WHAT TO DO: Nothing in the data may be omitted; output it all verbatim.

[DATASET — start]

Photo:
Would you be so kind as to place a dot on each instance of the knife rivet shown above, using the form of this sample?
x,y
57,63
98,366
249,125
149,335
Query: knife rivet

[DATASET — finish]

ANSWER FOR THIS EXERCISE:
Photo:
Would you be so kind as to place a dot on each instance of the knife rivet shown above, using the form of this sample?
x,y
57,63
98,366
249,125
149,335
Query: knife rivet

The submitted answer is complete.